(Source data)
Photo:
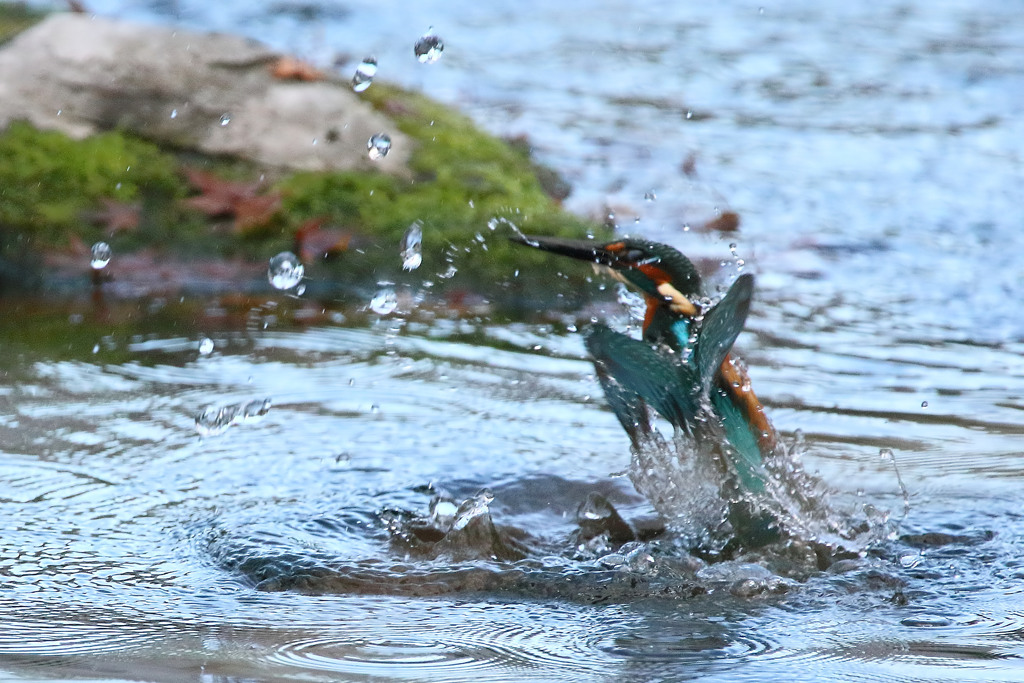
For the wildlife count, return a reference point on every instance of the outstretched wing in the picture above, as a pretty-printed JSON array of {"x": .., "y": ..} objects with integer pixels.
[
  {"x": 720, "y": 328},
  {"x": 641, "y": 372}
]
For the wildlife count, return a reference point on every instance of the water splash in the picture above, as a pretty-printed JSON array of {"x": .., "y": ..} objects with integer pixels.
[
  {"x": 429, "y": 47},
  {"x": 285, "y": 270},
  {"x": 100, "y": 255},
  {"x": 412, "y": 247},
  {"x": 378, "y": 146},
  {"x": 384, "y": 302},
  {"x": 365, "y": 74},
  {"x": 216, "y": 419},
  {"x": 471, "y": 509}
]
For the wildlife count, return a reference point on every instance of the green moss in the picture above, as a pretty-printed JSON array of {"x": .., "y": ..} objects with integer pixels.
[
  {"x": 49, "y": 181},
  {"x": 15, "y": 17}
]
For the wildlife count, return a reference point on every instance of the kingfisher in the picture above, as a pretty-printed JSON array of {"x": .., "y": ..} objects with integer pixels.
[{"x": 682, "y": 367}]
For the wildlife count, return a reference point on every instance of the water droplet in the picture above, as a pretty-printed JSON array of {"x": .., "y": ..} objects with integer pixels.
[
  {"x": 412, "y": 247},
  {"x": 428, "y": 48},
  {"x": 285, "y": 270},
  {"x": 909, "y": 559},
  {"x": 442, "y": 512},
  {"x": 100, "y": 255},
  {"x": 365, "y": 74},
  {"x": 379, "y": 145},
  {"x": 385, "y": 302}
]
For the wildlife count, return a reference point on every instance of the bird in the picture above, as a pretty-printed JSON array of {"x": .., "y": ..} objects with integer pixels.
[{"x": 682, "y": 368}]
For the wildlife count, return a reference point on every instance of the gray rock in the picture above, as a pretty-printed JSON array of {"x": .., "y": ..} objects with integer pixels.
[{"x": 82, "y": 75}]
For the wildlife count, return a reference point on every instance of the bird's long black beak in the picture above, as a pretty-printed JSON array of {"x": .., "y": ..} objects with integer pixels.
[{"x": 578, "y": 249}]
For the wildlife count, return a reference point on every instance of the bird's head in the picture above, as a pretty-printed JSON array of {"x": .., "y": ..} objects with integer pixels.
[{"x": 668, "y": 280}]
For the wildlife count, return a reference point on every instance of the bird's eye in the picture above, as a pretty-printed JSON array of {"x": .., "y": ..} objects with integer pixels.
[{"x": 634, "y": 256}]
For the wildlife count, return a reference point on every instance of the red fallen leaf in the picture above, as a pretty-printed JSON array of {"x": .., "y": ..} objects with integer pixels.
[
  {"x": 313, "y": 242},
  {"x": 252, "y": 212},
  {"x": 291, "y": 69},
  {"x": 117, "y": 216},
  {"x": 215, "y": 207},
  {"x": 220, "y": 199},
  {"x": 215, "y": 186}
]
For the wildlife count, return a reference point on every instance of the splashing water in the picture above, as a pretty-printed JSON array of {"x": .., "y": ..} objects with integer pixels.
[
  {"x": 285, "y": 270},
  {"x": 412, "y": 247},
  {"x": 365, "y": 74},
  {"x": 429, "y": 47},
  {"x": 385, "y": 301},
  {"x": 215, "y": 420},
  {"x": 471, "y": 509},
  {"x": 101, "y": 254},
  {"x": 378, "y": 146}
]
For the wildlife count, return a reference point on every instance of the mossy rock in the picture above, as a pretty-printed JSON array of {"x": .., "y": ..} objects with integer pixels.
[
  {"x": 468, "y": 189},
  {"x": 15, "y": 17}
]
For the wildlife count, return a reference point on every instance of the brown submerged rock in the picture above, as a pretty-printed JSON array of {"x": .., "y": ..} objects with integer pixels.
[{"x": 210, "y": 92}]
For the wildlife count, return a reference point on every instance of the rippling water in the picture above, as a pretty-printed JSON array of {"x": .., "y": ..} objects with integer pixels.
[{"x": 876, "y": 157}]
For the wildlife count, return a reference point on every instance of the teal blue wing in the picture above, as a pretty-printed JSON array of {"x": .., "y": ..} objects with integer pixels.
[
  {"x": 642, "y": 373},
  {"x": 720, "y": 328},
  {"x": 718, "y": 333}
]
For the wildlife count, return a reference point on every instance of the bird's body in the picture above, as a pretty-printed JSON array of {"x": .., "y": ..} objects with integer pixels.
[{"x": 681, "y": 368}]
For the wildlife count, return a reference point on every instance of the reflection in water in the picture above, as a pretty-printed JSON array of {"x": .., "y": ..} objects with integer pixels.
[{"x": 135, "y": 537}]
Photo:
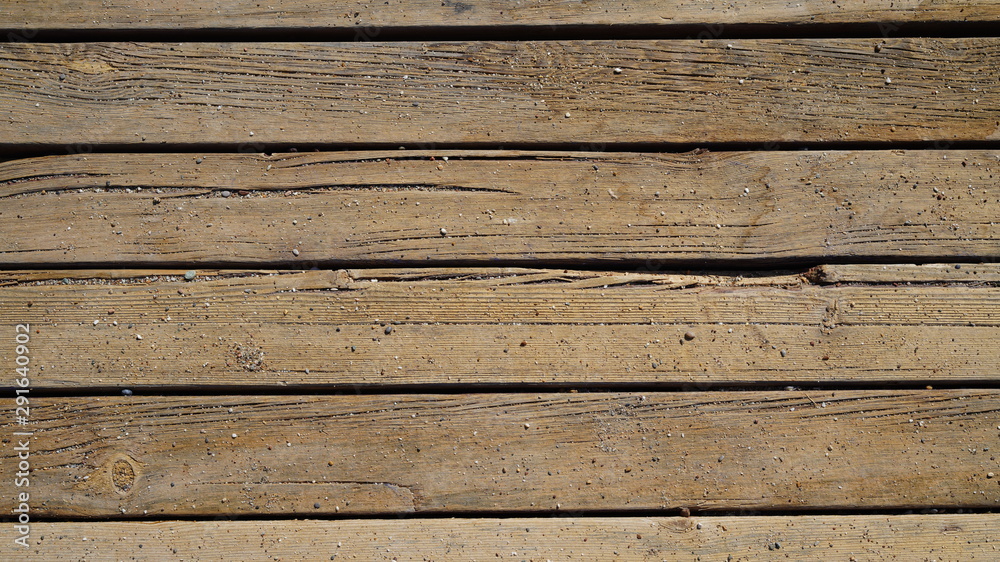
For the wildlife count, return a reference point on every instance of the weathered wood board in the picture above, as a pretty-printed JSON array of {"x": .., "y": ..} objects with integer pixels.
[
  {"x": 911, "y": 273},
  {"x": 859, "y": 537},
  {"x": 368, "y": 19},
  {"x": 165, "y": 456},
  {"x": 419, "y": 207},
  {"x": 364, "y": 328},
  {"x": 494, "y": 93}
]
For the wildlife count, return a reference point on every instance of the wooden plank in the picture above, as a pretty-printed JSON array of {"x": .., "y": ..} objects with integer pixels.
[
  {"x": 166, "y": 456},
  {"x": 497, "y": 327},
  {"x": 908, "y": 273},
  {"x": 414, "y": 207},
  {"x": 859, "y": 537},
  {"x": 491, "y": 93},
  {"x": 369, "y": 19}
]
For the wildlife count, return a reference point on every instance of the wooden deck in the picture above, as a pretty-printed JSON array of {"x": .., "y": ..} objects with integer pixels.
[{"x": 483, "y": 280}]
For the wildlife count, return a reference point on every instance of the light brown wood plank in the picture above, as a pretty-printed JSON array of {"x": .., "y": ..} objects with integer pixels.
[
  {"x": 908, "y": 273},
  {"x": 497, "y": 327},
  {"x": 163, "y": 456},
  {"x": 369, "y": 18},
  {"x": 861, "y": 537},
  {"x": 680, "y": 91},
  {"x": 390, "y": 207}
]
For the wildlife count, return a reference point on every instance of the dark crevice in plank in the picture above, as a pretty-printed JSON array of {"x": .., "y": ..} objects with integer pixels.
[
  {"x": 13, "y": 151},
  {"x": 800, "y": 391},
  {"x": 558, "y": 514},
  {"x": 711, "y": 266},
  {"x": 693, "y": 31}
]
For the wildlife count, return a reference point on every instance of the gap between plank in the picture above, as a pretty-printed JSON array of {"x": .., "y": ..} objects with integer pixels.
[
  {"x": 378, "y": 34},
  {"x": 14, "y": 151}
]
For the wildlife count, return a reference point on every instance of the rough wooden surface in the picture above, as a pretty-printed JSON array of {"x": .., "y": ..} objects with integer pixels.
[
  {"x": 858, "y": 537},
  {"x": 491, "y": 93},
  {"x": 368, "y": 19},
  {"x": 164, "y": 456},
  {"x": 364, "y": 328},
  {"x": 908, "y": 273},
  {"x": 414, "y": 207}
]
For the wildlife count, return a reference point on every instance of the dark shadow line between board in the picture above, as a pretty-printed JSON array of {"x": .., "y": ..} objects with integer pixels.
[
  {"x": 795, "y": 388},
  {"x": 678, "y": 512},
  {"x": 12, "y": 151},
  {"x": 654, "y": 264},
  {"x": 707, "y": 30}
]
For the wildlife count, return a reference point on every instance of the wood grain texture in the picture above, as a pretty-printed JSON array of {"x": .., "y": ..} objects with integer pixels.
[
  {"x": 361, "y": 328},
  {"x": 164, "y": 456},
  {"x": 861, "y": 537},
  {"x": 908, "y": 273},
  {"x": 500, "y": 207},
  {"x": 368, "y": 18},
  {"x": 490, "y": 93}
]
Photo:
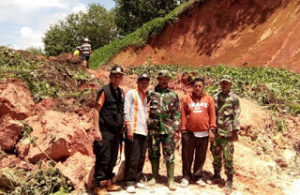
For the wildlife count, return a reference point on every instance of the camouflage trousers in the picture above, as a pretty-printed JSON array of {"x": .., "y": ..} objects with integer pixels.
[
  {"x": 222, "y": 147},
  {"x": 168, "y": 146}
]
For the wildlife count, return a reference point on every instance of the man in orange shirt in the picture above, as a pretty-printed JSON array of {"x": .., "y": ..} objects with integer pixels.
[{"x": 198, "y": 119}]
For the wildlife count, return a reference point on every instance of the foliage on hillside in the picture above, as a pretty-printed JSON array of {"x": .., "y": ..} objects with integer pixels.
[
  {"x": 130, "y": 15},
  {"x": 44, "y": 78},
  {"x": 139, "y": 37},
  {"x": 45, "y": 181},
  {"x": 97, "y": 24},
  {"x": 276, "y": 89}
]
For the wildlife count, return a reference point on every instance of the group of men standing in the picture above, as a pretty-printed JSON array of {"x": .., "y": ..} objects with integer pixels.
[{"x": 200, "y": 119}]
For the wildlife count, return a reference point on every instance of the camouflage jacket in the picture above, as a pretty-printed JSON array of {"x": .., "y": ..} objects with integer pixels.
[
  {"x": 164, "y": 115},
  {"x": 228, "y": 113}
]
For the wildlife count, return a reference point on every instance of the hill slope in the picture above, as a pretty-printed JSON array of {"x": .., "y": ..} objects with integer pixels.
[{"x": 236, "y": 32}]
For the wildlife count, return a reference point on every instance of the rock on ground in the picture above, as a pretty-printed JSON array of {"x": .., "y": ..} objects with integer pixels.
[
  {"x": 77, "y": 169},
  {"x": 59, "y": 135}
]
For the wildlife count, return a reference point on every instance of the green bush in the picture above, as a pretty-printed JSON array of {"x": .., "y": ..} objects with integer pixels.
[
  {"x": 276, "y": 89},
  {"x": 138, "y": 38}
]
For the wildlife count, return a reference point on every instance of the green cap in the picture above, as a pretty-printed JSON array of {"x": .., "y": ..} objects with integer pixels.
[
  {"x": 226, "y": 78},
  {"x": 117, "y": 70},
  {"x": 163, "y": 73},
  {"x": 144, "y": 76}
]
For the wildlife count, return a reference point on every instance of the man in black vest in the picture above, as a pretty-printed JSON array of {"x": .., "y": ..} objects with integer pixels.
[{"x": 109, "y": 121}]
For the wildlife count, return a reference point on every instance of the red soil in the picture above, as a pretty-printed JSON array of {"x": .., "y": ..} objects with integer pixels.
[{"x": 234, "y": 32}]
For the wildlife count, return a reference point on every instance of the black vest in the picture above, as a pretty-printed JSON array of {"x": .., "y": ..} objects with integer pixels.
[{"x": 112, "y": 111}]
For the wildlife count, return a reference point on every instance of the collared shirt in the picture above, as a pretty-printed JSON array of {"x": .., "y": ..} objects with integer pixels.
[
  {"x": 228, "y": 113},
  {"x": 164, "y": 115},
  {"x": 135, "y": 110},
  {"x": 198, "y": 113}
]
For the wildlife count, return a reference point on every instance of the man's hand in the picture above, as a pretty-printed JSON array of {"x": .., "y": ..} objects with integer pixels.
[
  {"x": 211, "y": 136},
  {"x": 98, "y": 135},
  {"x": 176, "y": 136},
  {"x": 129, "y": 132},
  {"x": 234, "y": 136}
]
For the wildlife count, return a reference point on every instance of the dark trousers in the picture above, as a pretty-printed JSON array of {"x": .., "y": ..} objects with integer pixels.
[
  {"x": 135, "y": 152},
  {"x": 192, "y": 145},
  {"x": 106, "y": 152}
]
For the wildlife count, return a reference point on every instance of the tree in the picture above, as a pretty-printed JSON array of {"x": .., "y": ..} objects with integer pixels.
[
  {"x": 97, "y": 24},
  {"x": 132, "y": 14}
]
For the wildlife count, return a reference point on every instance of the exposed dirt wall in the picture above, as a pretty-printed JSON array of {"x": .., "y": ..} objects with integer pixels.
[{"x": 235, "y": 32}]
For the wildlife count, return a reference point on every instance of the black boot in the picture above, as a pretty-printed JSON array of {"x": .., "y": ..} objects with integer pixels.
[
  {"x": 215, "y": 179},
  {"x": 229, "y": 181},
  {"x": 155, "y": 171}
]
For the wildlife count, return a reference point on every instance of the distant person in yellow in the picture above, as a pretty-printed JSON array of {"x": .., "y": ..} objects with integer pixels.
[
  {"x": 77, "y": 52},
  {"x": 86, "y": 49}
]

● **Exercise aim**: Lay out the lines from the one containing "of the tree" through the last line as a Markdown table with the columns n and Line, numbering each row and leaving out any blank lines.

● **Final result**:
| n | Line |
|---|---|
| 1 | For the wildlife count, return a reference point on every instance of the tree in the picture above, as a pretty-printed JSON array of {"x": .., "y": ..} objects with integer pixels. |
| 2 | [ |
| 3 |   {"x": 97, "y": 24}, |
| 4 |   {"x": 132, "y": 14} |
| 5 | ] |
| 6 | For the wildlife count, return a reference point on every instance of the exposed dirt wall in the picture above, as a pretty-printed JSON array of {"x": .., "y": ..} objects with integer pixels. |
| 7 | [{"x": 235, "y": 32}] |
| 8 | For the wildlife count, return a reference point on every instance of the black boot in the picture above, as a pretty-printed JSON array of {"x": .., "y": ..} objects with integer pixels. |
| 9 | [ |
| 10 |   {"x": 215, "y": 179}, |
| 11 |   {"x": 229, "y": 181}, |
| 12 |   {"x": 155, "y": 171} |
| 13 | ] |
| 14 | For the wildlife count, return a reference point on every instance of the distant person in yellow in the picture above, as a pretty-printed JSON array of {"x": .., "y": ..} objects with integer pixels. |
| 15 | [ |
| 16 |   {"x": 77, "y": 52}, |
| 17 |   {"x": 86, "y": 49} |
| 18 | ] |